## Written exercise
Count how many lines in the entries below contain the word "yellow" and reply with that number alone.

══════

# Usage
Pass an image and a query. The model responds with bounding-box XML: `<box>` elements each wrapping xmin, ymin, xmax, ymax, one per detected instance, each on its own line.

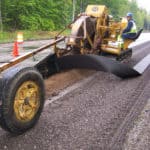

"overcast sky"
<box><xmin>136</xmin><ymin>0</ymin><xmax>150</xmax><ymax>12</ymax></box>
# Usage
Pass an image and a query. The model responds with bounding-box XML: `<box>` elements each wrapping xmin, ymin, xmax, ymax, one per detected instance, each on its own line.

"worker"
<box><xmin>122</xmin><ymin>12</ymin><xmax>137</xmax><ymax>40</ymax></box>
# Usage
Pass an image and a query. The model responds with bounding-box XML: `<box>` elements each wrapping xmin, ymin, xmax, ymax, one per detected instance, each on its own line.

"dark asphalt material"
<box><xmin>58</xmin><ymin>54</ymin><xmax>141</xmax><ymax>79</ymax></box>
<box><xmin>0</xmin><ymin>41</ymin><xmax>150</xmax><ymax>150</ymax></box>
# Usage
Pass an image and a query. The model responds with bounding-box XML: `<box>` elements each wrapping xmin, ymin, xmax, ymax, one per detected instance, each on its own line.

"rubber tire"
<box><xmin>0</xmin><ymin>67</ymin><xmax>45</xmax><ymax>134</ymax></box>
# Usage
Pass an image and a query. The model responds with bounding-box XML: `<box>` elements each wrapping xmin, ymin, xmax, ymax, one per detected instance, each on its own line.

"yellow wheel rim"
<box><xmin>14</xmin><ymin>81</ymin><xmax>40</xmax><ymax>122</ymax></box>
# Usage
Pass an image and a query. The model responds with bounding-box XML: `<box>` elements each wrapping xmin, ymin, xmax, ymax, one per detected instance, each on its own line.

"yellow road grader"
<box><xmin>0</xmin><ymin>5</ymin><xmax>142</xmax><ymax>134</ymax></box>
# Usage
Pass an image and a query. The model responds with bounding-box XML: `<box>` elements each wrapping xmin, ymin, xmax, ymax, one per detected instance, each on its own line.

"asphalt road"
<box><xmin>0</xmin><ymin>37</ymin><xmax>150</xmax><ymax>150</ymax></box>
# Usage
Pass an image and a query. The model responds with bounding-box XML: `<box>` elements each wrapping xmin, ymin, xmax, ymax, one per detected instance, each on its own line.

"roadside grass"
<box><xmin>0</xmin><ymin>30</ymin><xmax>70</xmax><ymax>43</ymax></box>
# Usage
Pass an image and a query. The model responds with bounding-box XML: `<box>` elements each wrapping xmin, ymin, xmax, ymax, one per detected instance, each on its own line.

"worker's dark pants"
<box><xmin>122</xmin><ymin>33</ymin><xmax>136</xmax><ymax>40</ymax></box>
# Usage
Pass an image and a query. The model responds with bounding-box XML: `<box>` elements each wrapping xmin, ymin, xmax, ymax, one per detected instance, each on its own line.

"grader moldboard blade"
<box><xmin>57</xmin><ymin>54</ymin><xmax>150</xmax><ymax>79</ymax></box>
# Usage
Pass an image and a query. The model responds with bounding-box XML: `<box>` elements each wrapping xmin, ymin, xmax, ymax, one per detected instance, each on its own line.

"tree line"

══════

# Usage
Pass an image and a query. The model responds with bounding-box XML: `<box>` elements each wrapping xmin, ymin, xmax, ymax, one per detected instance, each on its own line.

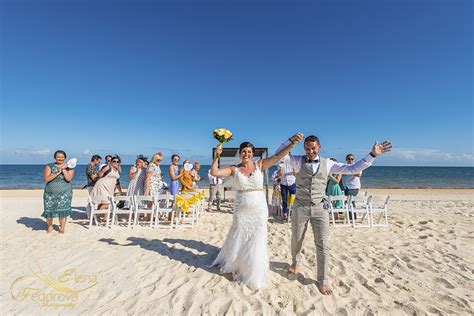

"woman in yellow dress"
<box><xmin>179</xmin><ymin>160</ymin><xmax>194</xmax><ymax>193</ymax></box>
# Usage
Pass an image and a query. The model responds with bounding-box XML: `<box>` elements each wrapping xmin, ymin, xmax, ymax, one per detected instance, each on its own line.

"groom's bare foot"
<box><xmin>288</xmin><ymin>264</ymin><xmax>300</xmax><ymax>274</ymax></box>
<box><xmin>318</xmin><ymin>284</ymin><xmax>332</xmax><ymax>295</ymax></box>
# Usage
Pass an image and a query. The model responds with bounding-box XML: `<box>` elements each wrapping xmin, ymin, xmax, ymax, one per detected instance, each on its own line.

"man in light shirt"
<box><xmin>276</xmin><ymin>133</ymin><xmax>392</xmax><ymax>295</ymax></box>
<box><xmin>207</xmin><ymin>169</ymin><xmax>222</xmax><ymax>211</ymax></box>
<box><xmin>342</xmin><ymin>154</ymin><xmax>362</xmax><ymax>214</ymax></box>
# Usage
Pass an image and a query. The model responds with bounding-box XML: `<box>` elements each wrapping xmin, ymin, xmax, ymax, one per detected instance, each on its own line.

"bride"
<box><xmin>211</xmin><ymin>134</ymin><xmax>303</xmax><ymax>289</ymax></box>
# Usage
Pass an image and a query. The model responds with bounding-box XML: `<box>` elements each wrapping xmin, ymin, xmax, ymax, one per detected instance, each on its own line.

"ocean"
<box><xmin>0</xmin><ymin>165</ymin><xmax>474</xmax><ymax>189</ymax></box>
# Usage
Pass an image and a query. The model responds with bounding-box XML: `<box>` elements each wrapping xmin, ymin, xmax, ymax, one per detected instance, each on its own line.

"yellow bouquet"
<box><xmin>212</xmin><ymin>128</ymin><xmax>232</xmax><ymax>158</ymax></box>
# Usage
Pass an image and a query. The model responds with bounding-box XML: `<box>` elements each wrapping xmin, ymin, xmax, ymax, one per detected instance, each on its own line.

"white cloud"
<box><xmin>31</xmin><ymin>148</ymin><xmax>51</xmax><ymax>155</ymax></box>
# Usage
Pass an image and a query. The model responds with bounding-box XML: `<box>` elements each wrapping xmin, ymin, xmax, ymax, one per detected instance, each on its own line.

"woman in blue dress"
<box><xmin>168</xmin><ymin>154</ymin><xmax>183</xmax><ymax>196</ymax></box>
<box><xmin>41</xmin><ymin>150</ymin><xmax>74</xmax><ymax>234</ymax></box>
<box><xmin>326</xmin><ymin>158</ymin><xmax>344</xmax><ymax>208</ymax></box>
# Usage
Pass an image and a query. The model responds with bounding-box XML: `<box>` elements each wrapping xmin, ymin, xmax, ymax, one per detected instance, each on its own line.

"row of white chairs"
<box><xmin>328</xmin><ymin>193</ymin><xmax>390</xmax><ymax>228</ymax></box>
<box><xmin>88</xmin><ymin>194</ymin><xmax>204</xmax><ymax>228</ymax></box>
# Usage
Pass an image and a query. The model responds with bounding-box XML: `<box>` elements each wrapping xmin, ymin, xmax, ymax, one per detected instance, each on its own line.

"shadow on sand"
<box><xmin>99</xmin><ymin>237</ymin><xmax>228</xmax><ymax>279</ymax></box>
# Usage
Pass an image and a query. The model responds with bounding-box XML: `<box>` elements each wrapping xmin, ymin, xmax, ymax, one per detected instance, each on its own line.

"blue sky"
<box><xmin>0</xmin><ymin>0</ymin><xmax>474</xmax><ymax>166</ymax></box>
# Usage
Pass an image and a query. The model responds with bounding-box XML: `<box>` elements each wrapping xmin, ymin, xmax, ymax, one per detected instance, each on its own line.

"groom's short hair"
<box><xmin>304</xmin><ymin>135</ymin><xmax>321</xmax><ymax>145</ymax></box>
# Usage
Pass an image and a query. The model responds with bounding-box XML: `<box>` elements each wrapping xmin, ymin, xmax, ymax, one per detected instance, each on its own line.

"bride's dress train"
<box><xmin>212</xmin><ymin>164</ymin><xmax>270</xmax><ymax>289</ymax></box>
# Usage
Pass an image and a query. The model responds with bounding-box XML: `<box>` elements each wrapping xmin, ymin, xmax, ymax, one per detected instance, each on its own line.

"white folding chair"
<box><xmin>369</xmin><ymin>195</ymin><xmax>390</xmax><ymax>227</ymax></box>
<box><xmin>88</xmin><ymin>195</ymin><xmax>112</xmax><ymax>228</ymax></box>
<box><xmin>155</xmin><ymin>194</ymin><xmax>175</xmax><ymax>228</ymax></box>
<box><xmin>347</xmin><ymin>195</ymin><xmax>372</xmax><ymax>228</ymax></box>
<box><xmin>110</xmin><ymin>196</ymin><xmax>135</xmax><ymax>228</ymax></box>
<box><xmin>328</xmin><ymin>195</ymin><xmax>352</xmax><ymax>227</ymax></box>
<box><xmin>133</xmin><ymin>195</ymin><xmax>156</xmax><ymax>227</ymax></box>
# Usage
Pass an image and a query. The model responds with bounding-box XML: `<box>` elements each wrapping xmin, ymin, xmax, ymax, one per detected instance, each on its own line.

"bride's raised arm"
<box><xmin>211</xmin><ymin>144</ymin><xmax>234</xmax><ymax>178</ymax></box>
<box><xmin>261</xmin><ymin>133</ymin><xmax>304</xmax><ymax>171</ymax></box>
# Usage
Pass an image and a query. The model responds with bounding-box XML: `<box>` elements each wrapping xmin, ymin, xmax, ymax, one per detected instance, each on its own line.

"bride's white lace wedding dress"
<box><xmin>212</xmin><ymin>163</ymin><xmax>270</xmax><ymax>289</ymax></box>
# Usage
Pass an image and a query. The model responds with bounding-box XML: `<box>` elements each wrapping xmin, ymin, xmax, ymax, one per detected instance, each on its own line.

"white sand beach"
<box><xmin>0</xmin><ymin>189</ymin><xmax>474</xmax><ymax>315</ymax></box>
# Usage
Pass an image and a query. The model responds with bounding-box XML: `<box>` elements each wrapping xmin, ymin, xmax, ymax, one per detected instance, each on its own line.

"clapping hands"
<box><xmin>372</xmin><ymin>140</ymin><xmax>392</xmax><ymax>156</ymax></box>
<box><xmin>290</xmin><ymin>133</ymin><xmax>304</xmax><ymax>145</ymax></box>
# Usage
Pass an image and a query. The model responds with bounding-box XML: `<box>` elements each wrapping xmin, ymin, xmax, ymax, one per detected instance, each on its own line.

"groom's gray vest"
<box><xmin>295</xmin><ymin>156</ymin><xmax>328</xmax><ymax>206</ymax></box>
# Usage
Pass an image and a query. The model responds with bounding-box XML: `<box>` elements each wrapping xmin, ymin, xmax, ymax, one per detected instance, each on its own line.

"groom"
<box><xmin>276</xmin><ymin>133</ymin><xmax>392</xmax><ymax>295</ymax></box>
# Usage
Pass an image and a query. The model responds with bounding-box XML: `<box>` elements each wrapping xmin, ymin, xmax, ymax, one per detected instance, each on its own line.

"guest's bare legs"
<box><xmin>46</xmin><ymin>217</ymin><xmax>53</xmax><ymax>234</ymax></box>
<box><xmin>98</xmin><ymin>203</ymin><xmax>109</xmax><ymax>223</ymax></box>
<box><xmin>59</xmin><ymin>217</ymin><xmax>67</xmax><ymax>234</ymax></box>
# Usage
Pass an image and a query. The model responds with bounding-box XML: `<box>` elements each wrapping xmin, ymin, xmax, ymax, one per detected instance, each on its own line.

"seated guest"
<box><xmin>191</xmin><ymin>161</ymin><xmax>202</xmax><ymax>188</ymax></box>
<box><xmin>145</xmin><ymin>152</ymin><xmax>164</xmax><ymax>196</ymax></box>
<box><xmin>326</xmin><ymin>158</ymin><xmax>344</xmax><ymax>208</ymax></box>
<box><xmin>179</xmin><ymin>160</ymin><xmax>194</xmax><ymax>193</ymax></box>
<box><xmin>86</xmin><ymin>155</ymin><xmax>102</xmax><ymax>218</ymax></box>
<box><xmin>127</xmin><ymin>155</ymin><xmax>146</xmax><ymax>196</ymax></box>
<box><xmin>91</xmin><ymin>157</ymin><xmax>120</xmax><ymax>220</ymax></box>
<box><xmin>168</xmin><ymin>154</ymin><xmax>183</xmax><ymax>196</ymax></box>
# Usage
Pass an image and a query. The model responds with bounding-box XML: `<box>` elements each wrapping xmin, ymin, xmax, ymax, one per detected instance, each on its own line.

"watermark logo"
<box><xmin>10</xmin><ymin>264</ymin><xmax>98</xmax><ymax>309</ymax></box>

══════

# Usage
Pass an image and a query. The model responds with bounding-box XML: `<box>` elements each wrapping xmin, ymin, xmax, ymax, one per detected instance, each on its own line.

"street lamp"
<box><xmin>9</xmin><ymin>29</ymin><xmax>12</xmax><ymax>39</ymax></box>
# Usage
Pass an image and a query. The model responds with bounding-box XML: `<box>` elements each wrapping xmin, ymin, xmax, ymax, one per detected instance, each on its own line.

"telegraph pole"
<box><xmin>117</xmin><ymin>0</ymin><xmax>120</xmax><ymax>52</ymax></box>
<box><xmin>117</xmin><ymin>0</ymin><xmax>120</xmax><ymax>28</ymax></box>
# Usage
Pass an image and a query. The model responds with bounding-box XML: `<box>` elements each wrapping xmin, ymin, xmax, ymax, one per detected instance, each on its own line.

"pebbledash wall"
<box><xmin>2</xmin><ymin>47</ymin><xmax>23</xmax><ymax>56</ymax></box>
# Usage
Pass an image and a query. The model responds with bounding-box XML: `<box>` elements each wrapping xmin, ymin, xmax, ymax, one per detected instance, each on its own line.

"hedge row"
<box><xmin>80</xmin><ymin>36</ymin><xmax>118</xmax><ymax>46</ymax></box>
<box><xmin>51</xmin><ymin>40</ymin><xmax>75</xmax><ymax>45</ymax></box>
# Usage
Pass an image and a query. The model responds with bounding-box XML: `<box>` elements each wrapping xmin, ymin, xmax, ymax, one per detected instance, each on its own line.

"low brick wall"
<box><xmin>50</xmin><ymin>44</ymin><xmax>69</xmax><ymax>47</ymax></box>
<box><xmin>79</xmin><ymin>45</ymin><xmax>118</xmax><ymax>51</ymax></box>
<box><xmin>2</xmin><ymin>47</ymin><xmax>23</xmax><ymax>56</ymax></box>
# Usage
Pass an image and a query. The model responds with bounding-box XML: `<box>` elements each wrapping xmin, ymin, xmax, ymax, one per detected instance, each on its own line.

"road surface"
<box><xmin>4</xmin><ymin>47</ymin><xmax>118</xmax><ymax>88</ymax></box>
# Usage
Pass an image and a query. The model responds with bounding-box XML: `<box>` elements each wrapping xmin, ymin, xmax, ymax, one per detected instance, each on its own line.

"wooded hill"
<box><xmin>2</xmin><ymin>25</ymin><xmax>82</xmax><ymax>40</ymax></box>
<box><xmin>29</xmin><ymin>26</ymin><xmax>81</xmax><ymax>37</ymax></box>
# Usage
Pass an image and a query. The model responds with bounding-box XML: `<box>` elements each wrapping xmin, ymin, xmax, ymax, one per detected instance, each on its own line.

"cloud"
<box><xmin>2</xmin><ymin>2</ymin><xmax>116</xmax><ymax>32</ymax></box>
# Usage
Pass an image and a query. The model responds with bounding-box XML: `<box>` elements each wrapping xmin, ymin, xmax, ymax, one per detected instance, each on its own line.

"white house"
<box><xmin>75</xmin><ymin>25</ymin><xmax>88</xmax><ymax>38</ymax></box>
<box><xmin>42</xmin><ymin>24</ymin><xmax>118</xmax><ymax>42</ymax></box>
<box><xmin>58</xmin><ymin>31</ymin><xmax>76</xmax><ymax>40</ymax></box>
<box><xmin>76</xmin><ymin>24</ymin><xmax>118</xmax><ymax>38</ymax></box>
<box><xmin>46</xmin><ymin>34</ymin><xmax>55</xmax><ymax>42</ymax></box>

══════

## Solution to the problem
4